◆ **Request**:
Below are some records. Quote exactly the lines from the one that contains "the snowshoe track" through the last, both included, and leave out the pictures.

◆ **Point labeling dataset excerpts**:
····················

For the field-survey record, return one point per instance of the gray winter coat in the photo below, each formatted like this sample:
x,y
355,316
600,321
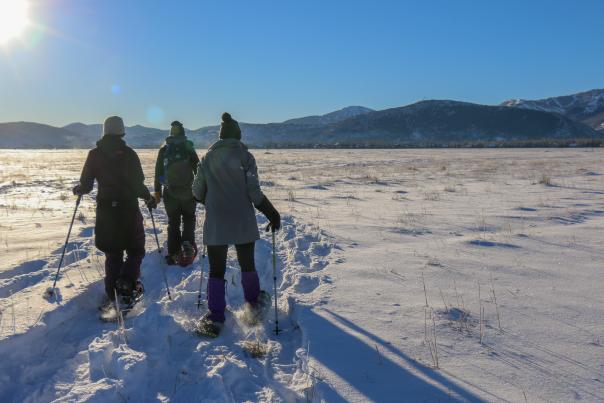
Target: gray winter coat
x,y
227,184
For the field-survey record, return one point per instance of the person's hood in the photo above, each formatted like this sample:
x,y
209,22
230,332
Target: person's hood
x,y
227,143
111,145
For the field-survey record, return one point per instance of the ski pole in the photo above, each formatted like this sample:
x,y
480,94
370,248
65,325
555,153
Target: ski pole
x,y
51,292
159,251
203,256
275,284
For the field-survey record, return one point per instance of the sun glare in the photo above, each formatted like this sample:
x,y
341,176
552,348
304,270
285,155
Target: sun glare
x,y
13,19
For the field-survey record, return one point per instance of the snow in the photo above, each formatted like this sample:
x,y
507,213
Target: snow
x,y
386,261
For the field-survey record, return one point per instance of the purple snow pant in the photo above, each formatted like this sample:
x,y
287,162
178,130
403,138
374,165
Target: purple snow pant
x,y
129,269
217,256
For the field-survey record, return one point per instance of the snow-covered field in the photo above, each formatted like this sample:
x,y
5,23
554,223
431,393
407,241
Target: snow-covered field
x,y
404,275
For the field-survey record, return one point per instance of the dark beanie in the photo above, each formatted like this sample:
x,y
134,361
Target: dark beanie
x,y
229,128
177,129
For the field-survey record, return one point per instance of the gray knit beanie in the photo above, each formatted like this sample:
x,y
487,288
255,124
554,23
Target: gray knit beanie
x,y
229,128
114,126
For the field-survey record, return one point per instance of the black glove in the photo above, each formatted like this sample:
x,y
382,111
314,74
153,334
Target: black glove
x,y
267,208
151,203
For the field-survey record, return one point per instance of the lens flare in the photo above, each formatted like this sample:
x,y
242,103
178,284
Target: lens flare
x,y
14,19
155,115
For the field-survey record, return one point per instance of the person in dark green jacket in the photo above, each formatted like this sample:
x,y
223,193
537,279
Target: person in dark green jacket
x,y
174,173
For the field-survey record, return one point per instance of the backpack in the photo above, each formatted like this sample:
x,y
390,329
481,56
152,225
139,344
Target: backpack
x,y
177,166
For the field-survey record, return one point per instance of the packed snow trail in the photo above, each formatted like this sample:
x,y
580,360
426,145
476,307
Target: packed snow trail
x,y
70,355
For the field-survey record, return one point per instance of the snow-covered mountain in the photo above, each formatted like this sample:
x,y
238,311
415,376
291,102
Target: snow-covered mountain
x,y
586,107
330,118
423,124
37,135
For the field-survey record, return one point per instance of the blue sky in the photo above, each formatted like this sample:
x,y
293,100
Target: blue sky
x,y
153,61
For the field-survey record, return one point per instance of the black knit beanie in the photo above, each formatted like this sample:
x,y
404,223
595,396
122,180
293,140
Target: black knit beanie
x,y
177,129
229,128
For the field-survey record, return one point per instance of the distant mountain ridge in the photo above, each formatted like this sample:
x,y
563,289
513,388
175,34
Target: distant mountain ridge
x,y
586,107
330,118
432,123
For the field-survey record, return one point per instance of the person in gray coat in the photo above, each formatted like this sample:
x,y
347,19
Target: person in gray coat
x,y
227,185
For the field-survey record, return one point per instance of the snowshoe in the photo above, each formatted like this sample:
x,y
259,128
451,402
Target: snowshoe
x,y
188,254
208,328
254,314
106,303
127,298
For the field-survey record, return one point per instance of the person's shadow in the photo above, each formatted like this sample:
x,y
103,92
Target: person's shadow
x,y
355,360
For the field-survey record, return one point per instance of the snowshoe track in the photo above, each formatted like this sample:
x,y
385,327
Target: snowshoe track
x,y
158,356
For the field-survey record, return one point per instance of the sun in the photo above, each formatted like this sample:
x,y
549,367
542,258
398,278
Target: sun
x,y
13,19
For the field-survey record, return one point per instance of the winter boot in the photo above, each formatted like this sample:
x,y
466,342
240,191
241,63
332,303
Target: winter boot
x,y
251,286
106,303
188,254
216,299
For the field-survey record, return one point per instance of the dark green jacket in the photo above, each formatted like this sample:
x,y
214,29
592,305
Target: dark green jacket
x,y
159,164
117,169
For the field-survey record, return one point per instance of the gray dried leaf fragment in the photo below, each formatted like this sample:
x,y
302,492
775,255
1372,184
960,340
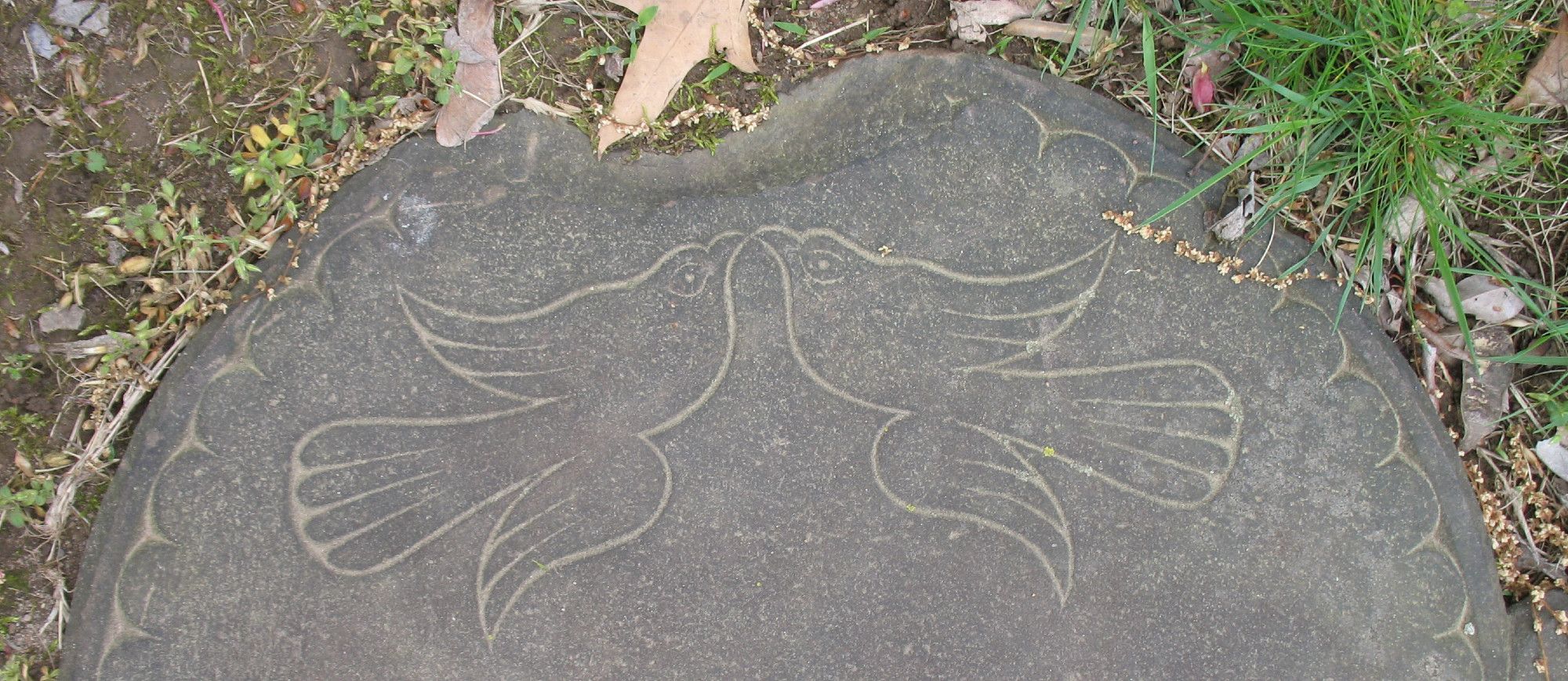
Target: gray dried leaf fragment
x,y
40,42
1486,389
57,319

····················

◆ **Final result**:
For the field-survey record, return one point per instance of the snowshoe track in the photo above, each formatted like this sample:
x,y
385,327
Target: snowshoe track
x,y
158,356
For the field-survey record, return one point per instance of the sun in the photo above, each formatted like this sample:
x,y
549,367
542,258
398,278
Target: sun
x,y
13,19
For the field-survey record, return one point per instance of the winter boot in the photo above, each formatted like this sample:
x,y
466,342
240,191
241,63
332,303
Target: winter boot
x,y
251,286
106,303
188,254
216,299
For the field-survey record, return one point per instance of the dark green jacket in the photo above, each formatted like this sample:
x,y
214,29
592,305
Target: dark green jacket
x,y
159,164
117,169
For the field-survey record, return one point per instance of the gray dried leaf fragment in the photo below, each formatted like this sample:
x,y
302,492
775,255
1372,184
960,340
Target: gray dried leaf fragment
x,y
40,42
1486,389
57,319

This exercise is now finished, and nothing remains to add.